# What you are asked to do:
Repeat the part of the rows below that opens with the line containing "Could you point out the long" and closes with the line containing "<point>259,85</point>", reproducing every line in it verbatim.

===== Records shown

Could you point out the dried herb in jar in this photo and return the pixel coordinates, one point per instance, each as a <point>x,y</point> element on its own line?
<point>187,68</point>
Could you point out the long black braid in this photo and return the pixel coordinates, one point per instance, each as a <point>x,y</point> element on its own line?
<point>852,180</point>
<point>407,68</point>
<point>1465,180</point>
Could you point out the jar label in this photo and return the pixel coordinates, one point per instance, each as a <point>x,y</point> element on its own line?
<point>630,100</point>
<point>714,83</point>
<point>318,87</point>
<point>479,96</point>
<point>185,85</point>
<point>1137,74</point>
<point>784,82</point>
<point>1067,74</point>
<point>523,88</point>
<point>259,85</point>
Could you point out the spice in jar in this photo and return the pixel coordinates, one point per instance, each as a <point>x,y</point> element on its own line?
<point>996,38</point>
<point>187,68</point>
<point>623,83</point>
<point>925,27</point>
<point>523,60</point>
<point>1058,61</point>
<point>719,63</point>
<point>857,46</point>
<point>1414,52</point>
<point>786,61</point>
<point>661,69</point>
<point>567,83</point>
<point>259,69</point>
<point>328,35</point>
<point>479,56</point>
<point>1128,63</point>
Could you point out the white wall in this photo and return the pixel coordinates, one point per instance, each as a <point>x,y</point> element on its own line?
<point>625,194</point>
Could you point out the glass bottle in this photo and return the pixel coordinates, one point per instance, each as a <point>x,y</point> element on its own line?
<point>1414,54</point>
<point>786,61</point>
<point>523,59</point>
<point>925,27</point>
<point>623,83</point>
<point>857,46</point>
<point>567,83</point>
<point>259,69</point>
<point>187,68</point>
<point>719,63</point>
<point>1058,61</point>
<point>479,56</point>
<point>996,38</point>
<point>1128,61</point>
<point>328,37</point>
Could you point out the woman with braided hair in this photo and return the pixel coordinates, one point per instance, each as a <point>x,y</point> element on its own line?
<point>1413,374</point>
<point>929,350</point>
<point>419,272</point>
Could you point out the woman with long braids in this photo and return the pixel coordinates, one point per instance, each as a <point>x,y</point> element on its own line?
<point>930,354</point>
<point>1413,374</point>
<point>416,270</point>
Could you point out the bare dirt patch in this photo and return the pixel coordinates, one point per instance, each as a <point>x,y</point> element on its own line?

==========

# Answer to the task:
Could you point out the long black braid in this photo and return the pixel coordinates, one point per instance, each as a <point>x,y</point> element on its own line?
<point>852,180</point>
<point>407,68</point>
<point>1465,180</point>
Could you point out the jar label in this photo and return the pixel coordinates, one point per instance, each as a <point>x,y</point> element on its own line?
<point>630,100</point>
<point>714,83</point>
<point>318,87</point>
<point>479,96</point>
<point>185,85</point>
<point>1137,74</point>
<point>784,82</point>
<point>1067,74</point>
<point>523,88</point>
<point>259,85</point>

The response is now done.